Stored data
%%
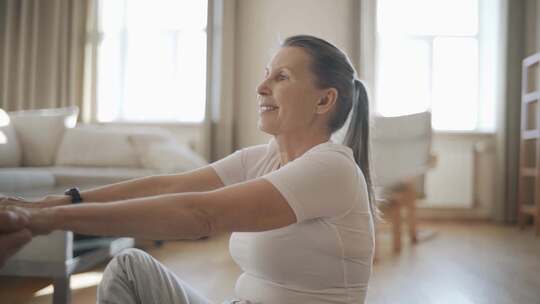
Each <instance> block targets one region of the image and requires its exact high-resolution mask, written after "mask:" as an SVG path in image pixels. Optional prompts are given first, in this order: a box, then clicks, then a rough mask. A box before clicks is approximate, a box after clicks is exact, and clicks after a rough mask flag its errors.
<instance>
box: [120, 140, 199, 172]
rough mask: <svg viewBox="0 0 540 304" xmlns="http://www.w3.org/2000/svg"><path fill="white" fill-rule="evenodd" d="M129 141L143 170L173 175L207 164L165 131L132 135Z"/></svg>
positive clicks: (197, 167) (193, 168)
mask: <svg viewBox="0 0 540 304" xmlns="http://www.w3.org/2000/svg"><path fill="white" fill-rule="evenodd" d="M130 141H131V143H132V144H133V146H134V147H135V151H136V152H137V156H138V158H139V161H140V162H141V165H142V167H143V168H147V169H153V170H157V171H159V172H163V173H173V172H184V171H190V170H193V169H197V168H200V167H203V166H205V165H207V164H208V162H207V161H206V160H205V159H204V158H202V156H200V155H199V154H197V153H196V152H194V151H193V150H191V149H190V148H189V147H187V146H185V145H182V144H179V143H178V142H177V141H176V140H175V139H174V137H173V136H172V134H170V133H169V132H166V131H162V132H155V133H146V134H144V133H140V134H132V135H130Z"/></svg>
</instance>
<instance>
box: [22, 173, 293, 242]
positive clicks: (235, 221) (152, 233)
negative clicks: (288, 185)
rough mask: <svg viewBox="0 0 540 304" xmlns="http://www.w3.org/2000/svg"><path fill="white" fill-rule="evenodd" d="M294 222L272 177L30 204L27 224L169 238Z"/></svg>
mask: <svg viewBox="0 0 540 304" xmlns="http://www.w3.org/2000/svg"><path fill="white" fill-rule="evenodd" d="M295 222H296V216H295V214H294V212H293V210H292V209H291V207H290V206H289V204H288V203H287V201H286V200H285V198H284V197H283V196H282V195H281V194H280V192H279V191H278V190H277V189H276V188H274V186H273V185H272V184H271V183H270V182H268V181H266V180H264V179H257V180H254V181H249V182H245V183H240V184H235V185H232V186H228V187H224V188H221V189H218V190H214V191H206V192H189V193H177V194H164V195H159V196H152V197H146V198H138V199H130V200H124V201H118V202H111V203H108V204H99V203H88V204H78V205H68V206H58V207H53V208H45V209H31V210H30V226H29V227H30V229H31V230H32V231H33V232H34V233H36V234H46V233H49V232H51V231H53V230H71V231H73V232H77V233H83V234H95V235H106V236H132V237H137V238H147V239H162V240H166V239H198V238H201V237H204V236H210V235H215V234H218V233H221V232H232V231H264V230H270V229H277V228H280V227H284V226H287V225H290V224H292V223H295Z"/></svg>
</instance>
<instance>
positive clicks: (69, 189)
mask: <svg viewBox="0 0 540 304" xmlns="http://www.w3.org/2000/svg"><path fill="white" fill-rule="evenodd" d="M64 194H65V195H67V196H69V197H70V198H71V203H72V204H77V203H80V202H82V196H81V193H80V192H79V189H78V188H71V189H68V190H66V192H64Z"/></svg>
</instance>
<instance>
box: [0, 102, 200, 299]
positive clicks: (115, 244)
mask: <svg viewBox="0 0 540 304" xmlns="http://www.w3.org/2000/svg"><path fill="white" fill-rule="evenodd" d="M77 114H78V109H77V108H76V107H73V108H61V109H46V110H32V111H19V112H10V113H6V112H5V111H3V110H2V109H0V195H17V196H22V197H24V198H28V199H33V198H39V197H42V196H44V195H46V194H61V193H63V192H64V190H65V189H66V188H70V187H79V188H81V189H87V188H91V187H96V186H100V185H104V184H109V183H113V182H118V181H122V180H127V179H131V178H136V177H142V176H147V175H152V174H160V173H172V172H182V171H187V170H192V169H195V168H197V167H200V166H203V165H205V164H206V161H205V160H204V159H203V158H202V157H200V156H199V155H198V154H196V153H195V152H193V151H192V150H191V149H190V148H188V147H187V146H186V145H182V144H180V143H179V142H178V141H177V140H176V139H175V138H174V136H173V135H172V134H171V133H169V132H167V131H165V130H164V129H160V128H140V127H138V128H134V127H111V126H102V125H76V121H77ZM91 241H96V240H91ZM97 241H98V242H101V241H103V242H102V243H100V245H99V246H98V247H96V246H95V245H92V246H94V247H92V250H90V251H84V250H85V249H86V247H87V246H88V244H83V242H80V241H79V242H73V234H72V233H71V232H65V231H56V232H54V233H52V234H50V235H46V236H39V237H35V238H34V239H32V241H31V242H30V243H29V244H27V245H26V246H25V247H24V248H23V249H22V250H21V251H19V252H18V253H17V254H16V255H15V256H13V257H12V258H11V259H9V260H8V261H7V262H6V264H5V266H4V267H3V268H1V269H0V275H10V276H13V275H17V276H41V277H52V278H54V286H55V292H54V303H68V302H69V287H68V286H69V278H70V275H71V274H72V273H74V272H79V271H83V270H85V269H88V268H89V267H92V266H93V265H95V264H96V263H99V262H101V261H103V260H104V259H106V258H108V257H110V256H112V255H114V254H115V253H116V252H118V251H119V250H122V249H123V248H127V247H131V246H133V239H130V238H117V239H97ZM81 245H82V246H81ZM77 247H79V250H78V251H77ZM81 247H84V248H82V249H84V250H81Z"/></svg>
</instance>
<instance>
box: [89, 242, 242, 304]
mask: <svg viewBox="0 0 540 304" xmlns="http://www.w3.org/2000/svg"><path fill="white" fill-rule="evenodd" d="M97 302H98V303H122V304H128V303H143V304H144V303H163V304H168V303H171V304H173V303H174V304H212V302H211V301H210V300H208V299H207V298H205V297H204V296H202V295H201V294H199V293H198V292H197V291H196V290H194V289H193V288H192V287H190V286H189V285H188V284H186V283H185V282H184V281H182V280H180V279H179V278H178V277H177V276H175V275H174V274H173V273H172V272H171V271H169V270H168V269H167V268H165V266H163V265H162V264H161V263H160V262H158V261H157V260H155V259H154V258H153V257H151V256H150V255H149V254H147V253H146V252H144V251H141V250H138V249H127V250H124V251H122V252H121V253H120V254H118V255H117V256H116V257H115V258H114V259H113V260H112V261H111V262H110V263H109V265H107V268H106V269H105V273H104V274H103V280H102V281H101V283H100V284H99V287H98V292H97ZM225 303H247V302H240V301H238V302H237V301H236V300H230V301H225V302H223V304H225Z"/></svg>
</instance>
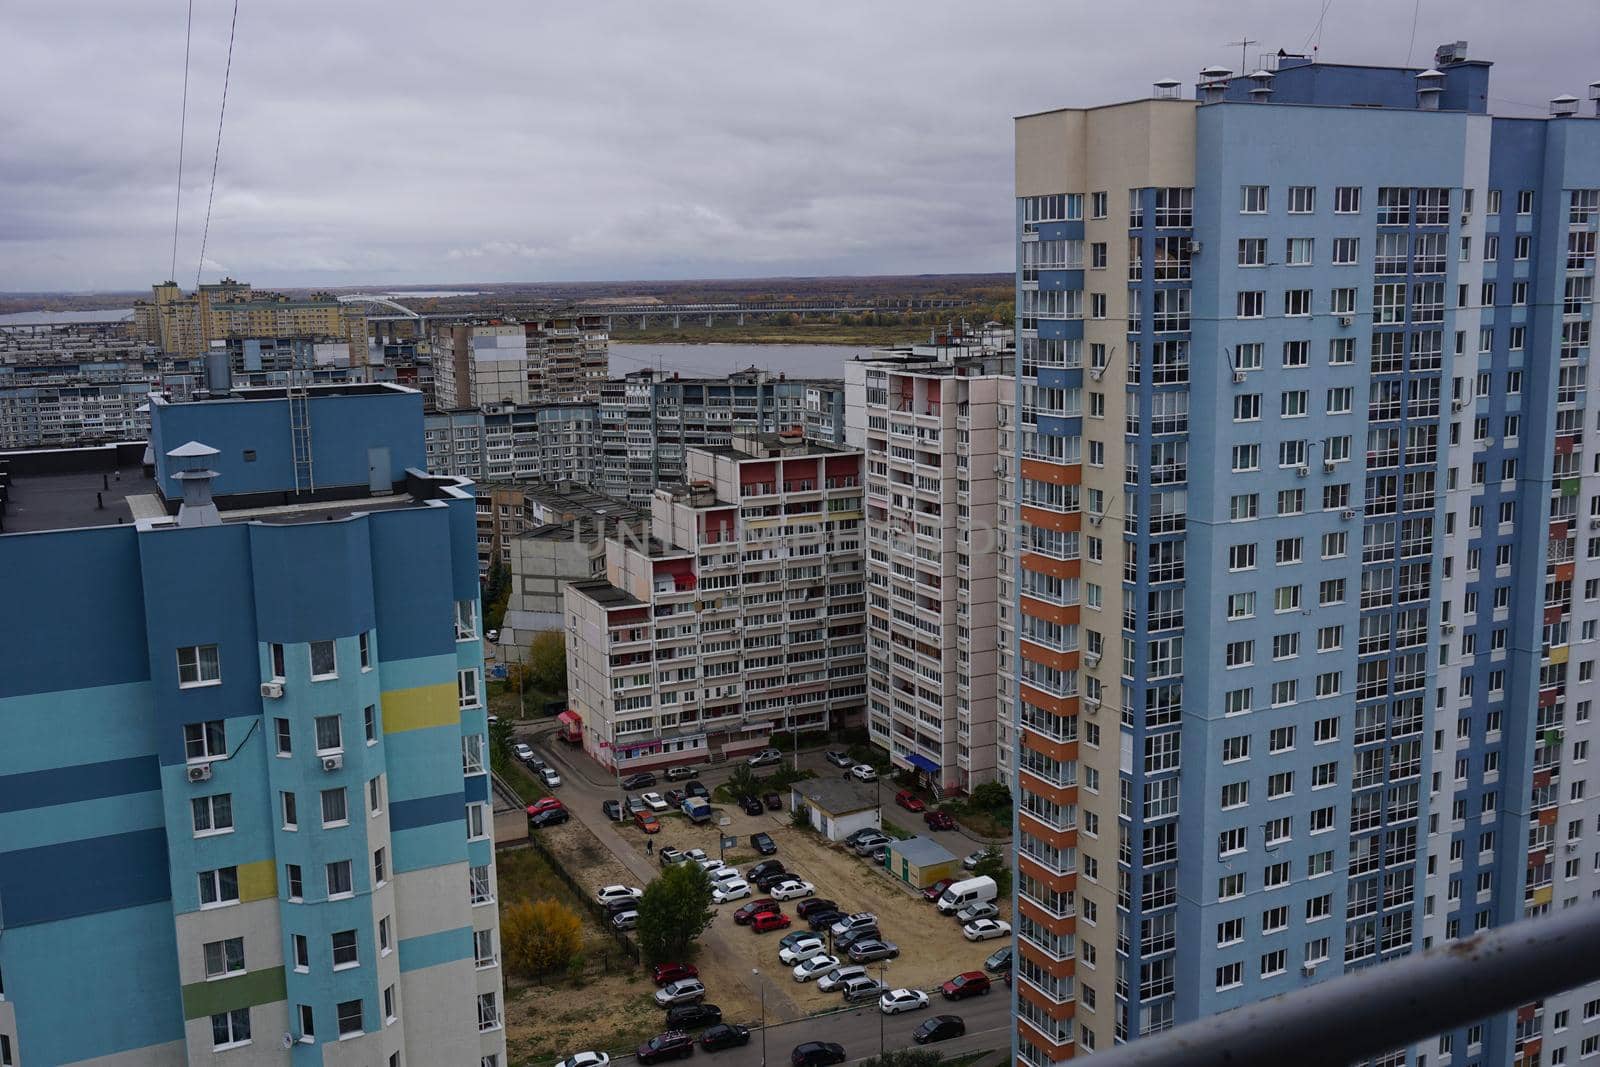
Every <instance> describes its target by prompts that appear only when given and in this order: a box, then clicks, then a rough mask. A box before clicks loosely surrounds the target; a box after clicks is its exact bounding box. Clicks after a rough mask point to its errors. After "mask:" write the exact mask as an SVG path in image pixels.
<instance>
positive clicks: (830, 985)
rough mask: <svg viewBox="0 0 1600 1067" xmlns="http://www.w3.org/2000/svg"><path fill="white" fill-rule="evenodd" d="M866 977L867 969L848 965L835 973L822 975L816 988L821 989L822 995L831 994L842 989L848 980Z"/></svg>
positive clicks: (835, 971) (824, 974)
mask: <svg viewBox="0 0 1600 1067" xmlns="http://www.w3.org/2000/svg"><path fill="white" fill-rule="evenodd" d="M866 976H867V968H864V966H858V965H854V963H850V965H846V966H842V968H838V969H837V971H830V973H829V974H824V976H822V977H821V979H819V981H818V984H816V987H818V989H821V990H822V992H824V993H832V992H835V990H840V989H843V987H845V982H848V981H850V979H853V977H866Z"/></svg>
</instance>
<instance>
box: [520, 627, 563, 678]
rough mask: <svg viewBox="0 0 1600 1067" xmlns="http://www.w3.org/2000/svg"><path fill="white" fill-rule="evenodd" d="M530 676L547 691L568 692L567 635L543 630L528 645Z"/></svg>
mask: <svg viewBox="0 0 1600 1067" xmlns="http://www.w3.org/2000/svg"><path fill="white" fill-rule="evenodd" d="M528 678H530V680H531V681H533V685H536V686H539V688H541V689H544V691H546V693H566V635H565V633H563V632H562V630H542V632H539V633H536V635H534V637H533V643H531V645H530V646H528Z"/></svg>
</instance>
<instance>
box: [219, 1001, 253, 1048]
mask: <svg viewBox="0 0 1600 1067" xmlns="http://www.w3.org/2000/svg"><path fill="white" fill-rule="evenodd" d="M240 1045H250V1008H235V1009H234V1011H224V1013H219V1014H214V1016H211V1048H213V1051H219V1049H224V1048H238V1046H240Z"/></svg>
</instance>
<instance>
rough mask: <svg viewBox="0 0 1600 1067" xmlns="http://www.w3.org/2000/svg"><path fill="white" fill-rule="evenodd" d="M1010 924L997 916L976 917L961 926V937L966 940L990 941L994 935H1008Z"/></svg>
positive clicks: (1005, 935) (1008, 934)
mask: <svg viewBox="0 0 1600 1067" xmlns="http://www.w3.org/2000/svg"><path fill="white" fill-rule="evenodd" d="M1010 936H1011V925H1010V923H1002V921H1000V920H998V918H976V920H973V921H970V923H966V925H965V926H962V937H966V939H968V941H990V939H994V937H1010Z"/></svg>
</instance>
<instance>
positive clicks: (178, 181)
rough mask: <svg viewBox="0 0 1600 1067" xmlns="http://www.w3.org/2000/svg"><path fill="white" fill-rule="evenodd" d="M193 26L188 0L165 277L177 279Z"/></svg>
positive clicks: (193, 26) (192, 4) (190, 12)
mask: <svg viewBox="0 0 1600 1067" xmlns="http://www.w3.org/2000/svg"><path fill="white" fill-rule="evenodd" d="M194 26H195V0H189V18H187V19H186V21H184V104H182V107H181V109H179V110H178V197H176V200H174V203H173V266H171V269H170V270H168V272H166V277H168V278H171V280H173V282H176V280H178V219H179V214H181V210H182V206H184V136H186V133H187V128H189V42H190V38H192V35H194Z"/></svg>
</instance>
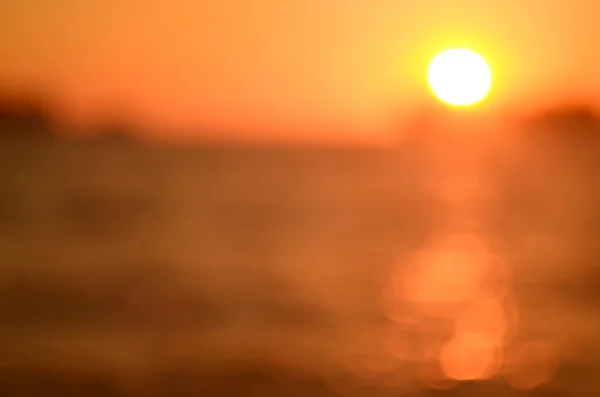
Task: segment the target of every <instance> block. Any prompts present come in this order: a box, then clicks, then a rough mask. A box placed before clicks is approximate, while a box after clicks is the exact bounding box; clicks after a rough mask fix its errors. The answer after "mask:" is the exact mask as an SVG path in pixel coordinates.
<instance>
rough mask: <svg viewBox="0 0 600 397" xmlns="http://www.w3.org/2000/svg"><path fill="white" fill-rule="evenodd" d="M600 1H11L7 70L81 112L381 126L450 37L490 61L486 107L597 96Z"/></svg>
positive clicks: (84, 115)
mask: <svg viewBox="0 0 600 397" xmlns="http://www.w3.org/2000/svg"><path fill="white" fill-rule="evenodd" d="M598 15H600V4H598V3H597V2H596V1H593V0H569V1H558V0H555V1H552V0H530V1H527V2H523V1H518V0H505V1H502V2H488V1H484V0H462V1H457V0H454V1H442V0H413V1H411V0H407V1H395V0H354V1H347V0H327V1H323V0H289V1H285V0H222V1H198V0H196V1H192V0H171V1H168V2H162V1H156V0H144V1H142V0H102V1H100V0H88V1H85V2H84V1H81V0H59V1H53V2H48V1H42V0H21V1H20V2H9V1H7V0H4V1H2V3H1V5H0V60H1V61H0V77H1V80H0V81H1V82H2V83H3V84H4V83H6V84H9V85H11V86H13V87H17V89H21V88H23V87H25V88H29V87H31V88H35V89H40V87H41V89H42V90H43V91H44V93H45V94H47V95H49V98H50V99H51V100H52V101H53V103H55V104H56V106H57V111H59V112H60V114H63V115H65V116H67V117H68V118H69V119H70V120H71V121H77V122H81V123H90V122H93V121H94V120H95V119H98V118H101V117H104V114H105V112H107V111H108V110H110V109H112V108H113V107H114V108H119V109H120V108H124V109H128V110H127V117H129V118H131V119H132V120H133V121H134V122H136V123H139V124H142V125H147V126H152V127H153V128H154V129H156V130H160V129H161V128H166V127H169V128H171V129H179V130H184V129H186V128H188V129H191V128H196V127H199V126H202V125H211V126H215V127H219V128H223V129H229V128H232V129H246V130H252V129H254V128H263V129H269V128H273V129H276V130H284V129H288V130H290V129H294V128H296V129H299V130H302V129H306V127H307V126H323V127H325V126H337V127H340V126H344V125H353V126H355V127H357V128H358V127H367V128H370V127H371V126H373V125H376V124H377V122H378V121H380V120H381V118H382V117H383V116H384V115H385V114H386V112H389V110H390V108H392V107H396V108H398V109H400V111H401V112H402V111H406V112H409V111H410V110H411V108H412V106H414V105H415V104H420V103H422V102H423V101H428V100H430V99H429V93H428V91H427V87H426V84H425V68H426V64H427V62H428V61H429V59H430V58H431V57H432V56H433V55H434V54H435V53H436V52H437V51H439V50H441V49H443V48H446V47H451V46H468V47H471V48H473V49H474V50H476V51H479V52H480V53H481V54H482V55H484V56H485V57H486V58H487V59H488V61H489V62H490V64H491V66H492V68H493V72H494V74H495V86H494V88H493V91H492V93H491V96H490V98H489V100H488V102H487V105H486V106H487V107H489V108H494V109H498V108H500V109H515V108H523V105H527V107H534V108H535V107H539V106H541V105H544V104H547V103H548V102H558V103H560V102H561V101H568V100H571V99H572V98H574V97H577V96H585V97H589V98H594V97H595V95H597V94H598V93H599V92H600V55H598V51H597V48H598V47H597V44H596V41H597V38H598V37H600V24H598V21H597V16H598ZM107 109H108V110H107Z"/></svg>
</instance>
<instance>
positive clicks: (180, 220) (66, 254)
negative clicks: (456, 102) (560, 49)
%%
HOW TO COMPLETE THIS TASK » Please state how many lines in the records contain the word "bounding", and give only that number.

SOLUTION TO THIS TASK » 2